→ **Records supplied**
------------------------------------

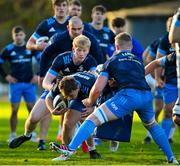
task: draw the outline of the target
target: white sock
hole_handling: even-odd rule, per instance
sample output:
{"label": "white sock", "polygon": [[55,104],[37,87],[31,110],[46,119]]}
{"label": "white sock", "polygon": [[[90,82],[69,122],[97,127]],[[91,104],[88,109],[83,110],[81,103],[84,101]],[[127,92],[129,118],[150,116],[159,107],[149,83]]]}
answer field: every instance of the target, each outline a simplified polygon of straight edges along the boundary
{"label": "white sock", "polygon": [[25,135],[26,137],[31,137],[32,132],[29,132],[29,133],[28,133],[28,132],[25,132],[24,135]]}
{"label": "white sock", "polygon": [[95,146],[95,145],[93,145],[93,146],[88,146],[88,150],[89,150],[89,151],[96,150],[96,146]]}
{"label": "white sock", "polygon": [[150,134],[149,131],[148,131],[148,133],[147,133],[147,136],[150,137],[150,138],[152,139],[152,136],[151,136],[151,134]]}
{"label": "white sock", "polygon": [[11,137],[16,137],[16,132],[11,132]]}
{"label": "white sock", "polygon": [[175,130],[176,130],[175,127],[171,127],[171,130],[170,130],[170,132],[169,132],[169,137],[168,137],[168,139],[170,139],[170,138],[173,137]]}
{"label": "white sock", "polygon": [[62,127],[61,127],[61,124],[59,125],[59,129],[58,129],[58,135],[61,135],[62,134]]}

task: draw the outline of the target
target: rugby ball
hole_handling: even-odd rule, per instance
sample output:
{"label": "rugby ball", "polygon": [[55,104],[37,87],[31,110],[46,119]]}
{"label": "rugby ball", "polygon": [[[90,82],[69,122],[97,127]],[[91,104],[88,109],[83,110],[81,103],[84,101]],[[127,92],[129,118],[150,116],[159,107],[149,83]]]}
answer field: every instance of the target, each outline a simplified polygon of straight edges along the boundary
{"label": "rugby ball", "polygon": [[36,40],[37,45],[40,45],[42,42],[48,43],[49,37],[48,36],[42,36]]}
{"label": "rugby ball", "polygon": [[61,95],[57,95],[53,100],[53,107],[55,109],[61,110],[63,108],[66,108],[66,102],[62,99]]}

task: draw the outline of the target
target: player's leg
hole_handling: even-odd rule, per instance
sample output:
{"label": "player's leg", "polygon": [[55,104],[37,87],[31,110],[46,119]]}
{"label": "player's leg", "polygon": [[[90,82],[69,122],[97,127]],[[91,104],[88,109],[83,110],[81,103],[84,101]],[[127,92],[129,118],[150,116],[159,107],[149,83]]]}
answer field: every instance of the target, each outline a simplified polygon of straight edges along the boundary
{"label": "player's leg", "polygon": [[[126,90],[117,93],[89,115],[73,137],[68,146],[69,150],[76,150],[84,140],[87,140],[92,135],[97,126],[132,113],[134,101],[131,100],[131,95],[127,96],[127,94]],[[72,154],[72,152],[70,153]]]}
{"label": "player's leg", "polygon": [[[30,113],[36,102],[37,88],[36,88],[35,84],[30,84],[30,83],[24,83],[24,86],[25,86],[25,88],[23,90],[23,97],[26,102],[27,110]],[[32,132],[31,141],[36,142],[36,132],[35,131]]]}
{"label": "player's leg", "polygon": [[[155,112],[155,119],[158,122],[159,114],[163,109],[163,89],[156,87],[154,92],[154,112]],[[149,144],[151,142],[152,136],[150,132],[147,132],[147,136],[144,138],[143,143]]]}
{"label": "player's leg", "polygon": [[[177,99],[177,87],[171,84],[165,84],[164,87],[164,116],[162,128],[165,130],[167,137],[172,140],[175,128],[172,120],[172,109]],[[171,137],[169,137],[171,135]]]}
{"label": "player's leg", "polygon": [[176,159],[171,150],[168,139],[163,129],[158,125],[155,120],[150,94],[147,93],[142,95],[141,102],[141,108],[139,107],[137,113],[141,118],[144,126],[149,130],[156,144],[159,145],[160,148],[163,150],[168,162],[171,162],[171,160],[175,162]]}
{"label": "player's leg", "polygon": [[63,129],[62,129],[62,144],[68,145],[74,134],[76,123],[81,118],[81,112],[69,109],[64,115]]}
{"label": "player's leg", "polygon": [[31,139],[32,132],[35,130],[37,123],[47,114],[50,114],[46,109],[46,104],[44,99],[39,99],[34,105],[31,113],[29,114],[25,123],[25,133],[22,136],[14,139],[10,144],[10,148],[17,148],[25,141]]}
{"label": "player's leg", "polygon": [[21,101],[22,89],[19,83],[9,85],[9,100],[11,103],[11,115],[10,115],[10,136],[8,142],[11,142],[16,138],[16,128],[17,128],[17,113],[19,109],[19,104]]}

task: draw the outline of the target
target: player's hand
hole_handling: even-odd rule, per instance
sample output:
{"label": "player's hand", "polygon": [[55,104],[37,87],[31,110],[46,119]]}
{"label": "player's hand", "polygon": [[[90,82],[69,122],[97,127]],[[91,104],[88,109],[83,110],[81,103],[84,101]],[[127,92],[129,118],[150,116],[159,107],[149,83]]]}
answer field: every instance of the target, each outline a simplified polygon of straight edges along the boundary
{"label": "player's hand", "polygon": [[163,88],[164,87],[164,81],[161,78],[156,79],[156,86]]}
{"label": "player's hand", "polygon": [[43,79],[44,79],[44,77],[38,76],[38,86],[40,86],[40,87],[42,86]]}
{"label": "player's hand", "polygon": [[17,79],[16,78],[14,78],[14,77],[12,77],[11,75],[7,75],[6,77],[5,77],[5,79],[6,79],[6,81],[7,82],[9,82],[9,83],[16,83],[17,82]]}
{"label": "player's hand", "polygon": [[63,109],[54,109],[52,111],[53,115],[63,115],[65,112],[67,112],[69,109],[68,108],[63,108]]}
{"label": "player's hand", "polygon": [[85,120],[93,111],[94,111],[94,107],[84,108],[83,112],[81,113],[81,120]]}
{"label": "player's hand", "polygon": [[89,101],[89,98],[86,98],[84,100],[82,100],[82,103],[86,106],[86,107],[91,107],[91,103]]}
{"label": "player's hand", "polygon": [[31,84],[36,84],[38,82],[38,76],[34,75],[33,78],[31,79]]}
{"label": "player's hand", "polygon": [[117,86],[118,86],[118,84],[117,84],[117,82],[116,82],[116,80],[115,80],[114,78],[108,80],[108,84],[109,84],[109,86],[110,86],[111,88],[114,88],[114,87],[117,87]]}
{"label": "player's hand", "polygon": [[47,47],[47,42],[41,42],[39,44],[36,44],[36,50],[42,51]]}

------------------------------------

→ **Work instructions**
Gather every line of the listing above that contains the string "sock". Case counts.

→ **Exercise result**
target: white sock
{"label": "white sock", "polygon": [[55,104],[37,87],[31,110],[46,119]]}
{"label": "white sock", "polygon": [[[90,82],[69,122],[97,127]],[[91,104],[88,109],[83,110],[81,103],[84,101]],[[127,92],[129,118],[150,116],[159,107],[149,83]]]}
{"label": "white sock", "polygon": [[25,135],[26,137],[31,137],[32,132],[29,132],[29,133],[28,133],[28,132],[25,132],[24,135]]}
{"label": "white sock", "polygon": [[95,146],[95,145],[93,145],[93,146],[88,146],[88,150],[89,150],[89,151],[96,150],[96,146]]}
{"label": "white sock", "polygon": [[150,134],[149,131],[148,131],[148,133],[147,133],[147,136],[150,137],[150,138],[152,139],[152,136],[151,136],[151,134]]}
{"label": "white sock", "polygon": [[11,137],[16,137],[16,132],[11,132]]}
{"label": "white sock", "polygon": [[175,130],[176,130],[175,127],[171,127],[171,130],[170,130],[170,132],[169,132],[169,137],[168,137],[168,139],[170,139],[170,138],[173,137]]}
{"label": "white sock", "polygon": [[62,127],[61,127],[61,124],[59,125],[59,129],[58,129],[58,135],[61,135],[62,134]]}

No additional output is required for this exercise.